*What needs to be done:*
The answer must consist of every line from the data that holds the string "tree".

Stored items
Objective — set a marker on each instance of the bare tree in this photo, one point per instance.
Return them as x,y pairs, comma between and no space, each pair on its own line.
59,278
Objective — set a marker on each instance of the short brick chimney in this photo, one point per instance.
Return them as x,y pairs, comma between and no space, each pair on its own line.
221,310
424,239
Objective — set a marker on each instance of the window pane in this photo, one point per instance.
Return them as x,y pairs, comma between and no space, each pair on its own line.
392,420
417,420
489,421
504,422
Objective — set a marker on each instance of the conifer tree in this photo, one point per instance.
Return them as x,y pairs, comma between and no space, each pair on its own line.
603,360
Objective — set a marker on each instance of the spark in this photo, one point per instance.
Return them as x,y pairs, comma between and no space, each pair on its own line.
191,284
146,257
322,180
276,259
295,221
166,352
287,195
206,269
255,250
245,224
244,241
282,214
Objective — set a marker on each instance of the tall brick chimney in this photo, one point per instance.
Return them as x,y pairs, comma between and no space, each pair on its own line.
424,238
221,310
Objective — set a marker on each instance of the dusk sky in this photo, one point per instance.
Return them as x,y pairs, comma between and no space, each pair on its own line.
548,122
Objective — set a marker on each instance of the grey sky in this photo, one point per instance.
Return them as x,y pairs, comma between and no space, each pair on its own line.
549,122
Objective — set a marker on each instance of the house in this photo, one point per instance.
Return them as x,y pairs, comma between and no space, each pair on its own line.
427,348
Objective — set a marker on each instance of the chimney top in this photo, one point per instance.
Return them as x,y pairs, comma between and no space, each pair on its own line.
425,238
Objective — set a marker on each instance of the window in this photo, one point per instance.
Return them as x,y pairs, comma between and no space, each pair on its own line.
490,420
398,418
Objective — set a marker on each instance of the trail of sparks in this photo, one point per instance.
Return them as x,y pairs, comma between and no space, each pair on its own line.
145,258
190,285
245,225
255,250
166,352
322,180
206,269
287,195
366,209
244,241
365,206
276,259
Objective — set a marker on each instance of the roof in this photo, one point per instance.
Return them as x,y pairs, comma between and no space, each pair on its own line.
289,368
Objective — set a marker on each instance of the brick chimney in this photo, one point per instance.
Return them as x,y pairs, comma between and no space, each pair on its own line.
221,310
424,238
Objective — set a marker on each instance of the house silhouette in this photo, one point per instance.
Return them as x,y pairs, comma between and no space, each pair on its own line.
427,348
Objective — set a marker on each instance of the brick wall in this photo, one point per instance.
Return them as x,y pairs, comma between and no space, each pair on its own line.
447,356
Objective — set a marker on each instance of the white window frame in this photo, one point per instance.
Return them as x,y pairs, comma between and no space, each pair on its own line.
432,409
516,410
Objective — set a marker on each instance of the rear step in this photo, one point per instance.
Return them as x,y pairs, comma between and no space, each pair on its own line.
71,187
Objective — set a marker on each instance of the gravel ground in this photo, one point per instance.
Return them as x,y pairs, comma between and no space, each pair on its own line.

*Written response:*
Objective — set a marker on each instance of the bare tree in this photo, one point per instance.
Objective — set a marker on each instance of the conifer tree in this photo, one point per instance.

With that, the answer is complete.